- **Exercise requirements**: Report each line in the rows below that contains the word "water", copying the full line. Case matters, so only count a match with the same capitalization.

- **Provided data**:
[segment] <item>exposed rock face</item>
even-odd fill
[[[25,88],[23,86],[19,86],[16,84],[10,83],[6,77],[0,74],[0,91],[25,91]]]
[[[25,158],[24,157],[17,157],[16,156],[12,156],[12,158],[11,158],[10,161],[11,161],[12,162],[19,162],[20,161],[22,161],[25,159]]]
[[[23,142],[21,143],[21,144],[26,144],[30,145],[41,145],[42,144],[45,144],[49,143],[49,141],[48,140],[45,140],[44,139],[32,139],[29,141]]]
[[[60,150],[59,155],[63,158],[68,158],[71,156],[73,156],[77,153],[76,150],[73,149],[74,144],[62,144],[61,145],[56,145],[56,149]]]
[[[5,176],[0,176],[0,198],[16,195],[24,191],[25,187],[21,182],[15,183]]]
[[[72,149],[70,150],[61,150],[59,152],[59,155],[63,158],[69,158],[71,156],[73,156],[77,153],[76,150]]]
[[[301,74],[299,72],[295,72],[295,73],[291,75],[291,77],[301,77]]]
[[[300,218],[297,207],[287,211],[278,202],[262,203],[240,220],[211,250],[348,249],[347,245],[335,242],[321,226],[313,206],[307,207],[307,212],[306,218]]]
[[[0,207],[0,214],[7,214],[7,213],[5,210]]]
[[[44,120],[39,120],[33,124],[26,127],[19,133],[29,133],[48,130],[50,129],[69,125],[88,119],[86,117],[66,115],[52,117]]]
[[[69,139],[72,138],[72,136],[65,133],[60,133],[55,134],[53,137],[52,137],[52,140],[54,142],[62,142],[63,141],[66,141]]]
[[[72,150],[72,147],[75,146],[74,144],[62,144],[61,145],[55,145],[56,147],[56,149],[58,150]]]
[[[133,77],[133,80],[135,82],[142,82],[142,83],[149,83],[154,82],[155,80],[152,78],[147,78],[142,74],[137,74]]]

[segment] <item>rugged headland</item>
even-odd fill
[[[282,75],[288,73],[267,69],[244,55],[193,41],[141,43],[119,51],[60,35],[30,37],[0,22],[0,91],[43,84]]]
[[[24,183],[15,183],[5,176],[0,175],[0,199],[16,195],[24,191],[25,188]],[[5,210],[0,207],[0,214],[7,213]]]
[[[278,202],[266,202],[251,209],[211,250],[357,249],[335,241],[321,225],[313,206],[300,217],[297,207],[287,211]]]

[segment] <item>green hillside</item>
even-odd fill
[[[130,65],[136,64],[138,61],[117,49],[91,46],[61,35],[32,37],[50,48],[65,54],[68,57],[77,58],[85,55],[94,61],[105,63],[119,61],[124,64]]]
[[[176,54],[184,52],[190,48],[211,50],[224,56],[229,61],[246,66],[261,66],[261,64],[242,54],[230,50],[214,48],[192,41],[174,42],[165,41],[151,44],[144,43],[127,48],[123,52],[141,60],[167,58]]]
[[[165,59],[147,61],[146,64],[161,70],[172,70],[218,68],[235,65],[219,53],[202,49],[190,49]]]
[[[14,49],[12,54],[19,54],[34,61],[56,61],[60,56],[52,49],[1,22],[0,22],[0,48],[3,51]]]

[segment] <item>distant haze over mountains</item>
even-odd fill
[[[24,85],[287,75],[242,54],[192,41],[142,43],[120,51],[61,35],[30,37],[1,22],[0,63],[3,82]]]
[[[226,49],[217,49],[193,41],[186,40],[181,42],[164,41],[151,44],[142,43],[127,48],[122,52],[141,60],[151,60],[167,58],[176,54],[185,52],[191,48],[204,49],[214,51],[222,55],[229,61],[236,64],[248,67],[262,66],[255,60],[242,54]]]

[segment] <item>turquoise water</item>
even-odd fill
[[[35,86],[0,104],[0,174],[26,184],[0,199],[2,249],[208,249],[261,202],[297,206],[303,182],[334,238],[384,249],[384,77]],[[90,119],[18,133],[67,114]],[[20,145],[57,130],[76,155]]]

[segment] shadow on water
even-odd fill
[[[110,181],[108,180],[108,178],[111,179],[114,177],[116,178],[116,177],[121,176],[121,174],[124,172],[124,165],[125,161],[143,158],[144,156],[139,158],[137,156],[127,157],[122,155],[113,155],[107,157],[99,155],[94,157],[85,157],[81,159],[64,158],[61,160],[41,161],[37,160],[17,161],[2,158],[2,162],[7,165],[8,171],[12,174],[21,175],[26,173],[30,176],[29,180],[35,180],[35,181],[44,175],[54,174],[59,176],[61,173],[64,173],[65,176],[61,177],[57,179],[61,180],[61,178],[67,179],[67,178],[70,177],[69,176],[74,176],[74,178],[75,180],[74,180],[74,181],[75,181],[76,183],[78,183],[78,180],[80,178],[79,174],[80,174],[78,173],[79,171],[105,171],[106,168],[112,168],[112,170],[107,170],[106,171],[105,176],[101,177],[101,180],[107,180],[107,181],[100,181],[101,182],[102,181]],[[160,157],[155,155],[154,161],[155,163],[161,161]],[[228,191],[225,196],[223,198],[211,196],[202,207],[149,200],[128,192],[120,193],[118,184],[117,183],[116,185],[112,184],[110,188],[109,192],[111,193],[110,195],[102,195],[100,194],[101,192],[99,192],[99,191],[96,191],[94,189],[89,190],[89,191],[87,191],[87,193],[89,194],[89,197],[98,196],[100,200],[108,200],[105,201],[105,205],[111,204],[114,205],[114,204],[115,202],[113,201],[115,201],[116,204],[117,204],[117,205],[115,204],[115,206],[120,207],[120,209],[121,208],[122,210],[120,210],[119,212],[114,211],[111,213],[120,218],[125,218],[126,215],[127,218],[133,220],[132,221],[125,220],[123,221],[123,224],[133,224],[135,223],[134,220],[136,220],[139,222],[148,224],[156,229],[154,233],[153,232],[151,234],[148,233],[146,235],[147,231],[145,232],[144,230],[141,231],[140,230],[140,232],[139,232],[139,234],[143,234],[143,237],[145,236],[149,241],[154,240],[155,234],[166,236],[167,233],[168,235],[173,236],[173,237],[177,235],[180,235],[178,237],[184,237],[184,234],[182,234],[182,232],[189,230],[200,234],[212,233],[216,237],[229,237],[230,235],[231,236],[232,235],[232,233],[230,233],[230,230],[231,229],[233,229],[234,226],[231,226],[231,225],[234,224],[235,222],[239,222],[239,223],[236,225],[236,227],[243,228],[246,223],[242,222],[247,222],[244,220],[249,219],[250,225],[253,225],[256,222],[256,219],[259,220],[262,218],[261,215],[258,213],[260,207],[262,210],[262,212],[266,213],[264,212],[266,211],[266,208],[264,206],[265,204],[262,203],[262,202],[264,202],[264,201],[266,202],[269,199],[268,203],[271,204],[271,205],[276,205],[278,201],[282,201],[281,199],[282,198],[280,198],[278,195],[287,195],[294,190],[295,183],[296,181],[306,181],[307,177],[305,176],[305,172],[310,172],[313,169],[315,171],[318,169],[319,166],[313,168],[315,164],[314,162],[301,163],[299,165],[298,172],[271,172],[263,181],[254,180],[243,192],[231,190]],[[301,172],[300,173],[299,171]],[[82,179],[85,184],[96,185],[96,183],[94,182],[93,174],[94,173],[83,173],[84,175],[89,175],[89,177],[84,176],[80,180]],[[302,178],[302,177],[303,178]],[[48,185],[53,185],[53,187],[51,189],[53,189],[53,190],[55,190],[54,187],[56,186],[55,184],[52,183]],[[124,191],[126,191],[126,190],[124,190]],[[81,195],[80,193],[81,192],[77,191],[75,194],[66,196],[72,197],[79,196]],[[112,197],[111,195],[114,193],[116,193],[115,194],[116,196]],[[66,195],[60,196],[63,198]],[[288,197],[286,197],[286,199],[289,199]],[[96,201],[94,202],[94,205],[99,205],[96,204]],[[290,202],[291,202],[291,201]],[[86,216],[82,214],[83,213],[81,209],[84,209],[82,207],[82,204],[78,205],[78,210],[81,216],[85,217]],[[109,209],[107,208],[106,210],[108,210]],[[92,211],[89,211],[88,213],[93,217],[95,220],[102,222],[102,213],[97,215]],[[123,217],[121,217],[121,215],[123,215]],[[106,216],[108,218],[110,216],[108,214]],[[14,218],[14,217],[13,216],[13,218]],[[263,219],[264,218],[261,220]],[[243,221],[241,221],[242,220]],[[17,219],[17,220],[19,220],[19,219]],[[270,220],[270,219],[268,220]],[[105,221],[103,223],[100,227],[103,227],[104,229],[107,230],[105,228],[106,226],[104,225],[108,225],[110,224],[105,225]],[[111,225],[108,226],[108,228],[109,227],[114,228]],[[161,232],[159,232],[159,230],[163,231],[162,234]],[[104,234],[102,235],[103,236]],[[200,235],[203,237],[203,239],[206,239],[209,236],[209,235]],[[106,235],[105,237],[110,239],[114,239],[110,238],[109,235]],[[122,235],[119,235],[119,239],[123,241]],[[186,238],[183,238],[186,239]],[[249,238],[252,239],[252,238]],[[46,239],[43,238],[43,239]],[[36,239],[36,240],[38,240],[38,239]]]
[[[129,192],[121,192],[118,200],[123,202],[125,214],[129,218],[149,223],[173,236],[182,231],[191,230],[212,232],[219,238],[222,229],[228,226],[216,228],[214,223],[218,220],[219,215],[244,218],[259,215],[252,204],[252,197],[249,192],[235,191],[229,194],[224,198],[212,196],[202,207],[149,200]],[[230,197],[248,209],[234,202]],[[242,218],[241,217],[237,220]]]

- **Output**:
[segment] <item>turquoise water</item>
[segment] shadow on water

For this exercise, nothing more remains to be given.